What you should do
Take the entries below and reproduce them word for word.

Input for this task
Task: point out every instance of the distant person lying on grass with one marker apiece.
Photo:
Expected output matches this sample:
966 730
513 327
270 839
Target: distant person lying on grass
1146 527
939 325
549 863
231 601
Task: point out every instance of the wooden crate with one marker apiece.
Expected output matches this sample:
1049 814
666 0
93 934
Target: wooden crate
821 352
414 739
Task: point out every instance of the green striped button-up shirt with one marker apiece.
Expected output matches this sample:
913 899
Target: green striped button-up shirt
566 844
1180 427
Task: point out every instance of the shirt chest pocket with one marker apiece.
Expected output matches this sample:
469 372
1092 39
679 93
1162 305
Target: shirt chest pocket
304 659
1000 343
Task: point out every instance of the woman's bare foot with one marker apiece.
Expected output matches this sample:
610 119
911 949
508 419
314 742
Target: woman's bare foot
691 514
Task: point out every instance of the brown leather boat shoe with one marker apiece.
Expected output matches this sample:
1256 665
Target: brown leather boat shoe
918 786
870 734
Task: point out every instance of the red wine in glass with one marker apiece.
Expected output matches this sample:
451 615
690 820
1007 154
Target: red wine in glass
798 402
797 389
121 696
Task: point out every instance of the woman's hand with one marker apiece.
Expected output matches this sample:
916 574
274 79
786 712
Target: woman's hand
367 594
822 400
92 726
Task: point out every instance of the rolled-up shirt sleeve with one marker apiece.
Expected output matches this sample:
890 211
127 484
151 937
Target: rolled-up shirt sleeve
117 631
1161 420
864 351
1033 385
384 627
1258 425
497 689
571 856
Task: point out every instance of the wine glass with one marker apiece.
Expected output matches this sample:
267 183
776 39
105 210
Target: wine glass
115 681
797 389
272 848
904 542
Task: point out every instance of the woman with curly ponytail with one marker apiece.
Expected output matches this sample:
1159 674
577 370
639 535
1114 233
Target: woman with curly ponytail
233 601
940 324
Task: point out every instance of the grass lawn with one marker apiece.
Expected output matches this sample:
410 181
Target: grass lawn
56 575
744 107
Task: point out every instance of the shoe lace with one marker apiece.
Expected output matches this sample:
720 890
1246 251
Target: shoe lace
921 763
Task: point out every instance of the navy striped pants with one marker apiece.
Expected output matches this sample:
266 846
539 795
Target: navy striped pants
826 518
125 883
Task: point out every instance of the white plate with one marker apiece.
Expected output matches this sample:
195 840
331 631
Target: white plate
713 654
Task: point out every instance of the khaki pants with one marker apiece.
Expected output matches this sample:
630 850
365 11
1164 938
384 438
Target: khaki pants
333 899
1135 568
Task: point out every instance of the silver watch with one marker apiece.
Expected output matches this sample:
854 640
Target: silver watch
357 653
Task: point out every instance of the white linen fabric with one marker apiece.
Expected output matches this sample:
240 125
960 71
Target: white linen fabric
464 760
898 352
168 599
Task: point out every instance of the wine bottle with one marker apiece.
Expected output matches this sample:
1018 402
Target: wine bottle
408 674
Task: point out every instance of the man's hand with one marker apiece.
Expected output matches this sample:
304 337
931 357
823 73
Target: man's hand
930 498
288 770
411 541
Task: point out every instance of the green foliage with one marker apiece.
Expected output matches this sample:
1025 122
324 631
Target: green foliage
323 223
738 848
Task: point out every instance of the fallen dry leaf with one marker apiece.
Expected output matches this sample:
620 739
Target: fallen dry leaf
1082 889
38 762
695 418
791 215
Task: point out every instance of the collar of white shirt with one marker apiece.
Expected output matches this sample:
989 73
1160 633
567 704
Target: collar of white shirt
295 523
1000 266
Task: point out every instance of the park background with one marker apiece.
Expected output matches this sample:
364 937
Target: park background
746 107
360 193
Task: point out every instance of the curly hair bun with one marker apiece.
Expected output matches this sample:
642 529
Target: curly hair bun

Written solution
Task: point out every instance of the distant person lying on grass with one marker apiece.
Photo:
Expected output matches this sample:
966 730
513 327
270 839
Target: distant person lying on grass
1146 527
939 325
549 863
231 601
Task: point out every instance of the wooden crate with one marker apiece.
Expected output matches this sample:
1049 814
666 0
93 934
Target: wooden crate
821 352
414 739
Task: point out every instance of the green striped button-up shirt with one marker apiece.
Expected output matches this sample:
913 899
Target: green striped button-up shirt
566 844
1180 427
Task: point out every instance of the shirt chest pocket with one marker apiece.
Expected output matches this sample:
469 372
1092 39
679 93
1162 305
Target: shirt chest pocket
304 659
1000 343
Task: point out every instance of the woman's bare foot with one marker apiece.
Expected output matches this sample:
610 119
911 949
508 419
314 742
Target: woman's bare foot
691 514
Task: point out every instance of the brown leather boat shoe with one marker apiece.
Expected output matches this sample:
1256 665
Target: brown leather boat shoe
918 786
870 734
Task: point out every instance of the red wine in glass with one marker apiece.
Expected output matches this sample:
451 615
690 820
1007 154
Target: red wine in glass
798 402
797 389
121 696
Task: point out every instance of the woman's hand with one marker apiece.
Expected output matches this sample:
916 574
274 79
786 712
Target: woman's hand
367 594
822 400
92 726
Task: point out every instance of the rolled-up shirt sleeve with one marker apiece.
Expected output matches this sample:
890 211
127 484
151 937
Target: rolled-up shirt sleeve
117 631
1161 420
864 351
1033 385
384 627
1258 425
497 689
571 856
Task: point out every instance of the wine glass with one marker apiece.
Expected output matches this sample:
267 183
776 39
105 210
Target: wine glass
115 681
797 389
272 848
904 542
Task: point out every instance of the woman with curly ponytail with one marker apiece.
Expected output matches this sample:
1159 674
577 370
639 535
1114 233
Target: woman with curly ponytail
233 601
940 324
Task: point out every instance of the grass lawn with one marker apiece.
Expected output matches this sample:
410 181
Target: grass lawn
56 575
744 107
Task: point out every instance of the shoe lace with one marker apiece.
Expected output matches this sample:
720 890
1246 251
Target: shoe lace
921 763
Task: point out every instance of the navy striped pants with one marker apiece.
Expected output matches this sample:
266 846
539 795
Target: navy striped pants
826 518
125 883
Task: point out every instance of the white plate with one marker apiece.
Expected output matches this sample:
195 840
331 631
Target: white plate
713 654
Task: point out every instance of the khaki pants with one marker apiece.
Expected output matches this sample:
630 850
365 11
1164 938
384 438
Target: khaki pants
333 899
1135 568
Task: point out every instance of the silver watch with one marker apiece.
Expected output matches this sample:
854 640
Target: silver watch
357 653
Task: point out every instance of the white linen fabric with one marker apiece.
Expected output matches this sample:
240 125
960 71
Target: white linen fabric
464 760
898 352
168 599
Task: point out every instance of the wine bottle with one marker apiece.
Expected output matches this sample:
1018 402
Target: wine bottle
408 674
Task: point out every instance of the man's hand with one marker apiece.
Expected output matches this sample:
304 337
931 357
823 73
Target: man's hand
930 498
288 770
411 541
Task: point out every instance of the green foliage with one marker apiece.
Expected output matches this sample:
1025 122
324 631
Target: green foliage
323 223
738 848
Task: point out every instance of the fallen dry leaf with one marker apiece.
Expected output matches this sample:
620 739
Target: fallen dry leaf
1082 889
38 762
695 418
791 215
Task: point out every instance of the collar of white shirt with one marker apiece.
Expected output matches this sample:
989 73
1160 633
567 704
Target: collar of white shirt
295 523
1000 266
Task: point out every instance of the park background with one marker apiece.
Expected output matches this sample:
364 937
Target: park background
746 107
360 193
Task: point out every instance of the curly hair bun with one marker apiece.
Expected output matches this sample:
642 529
Target: curly hair bun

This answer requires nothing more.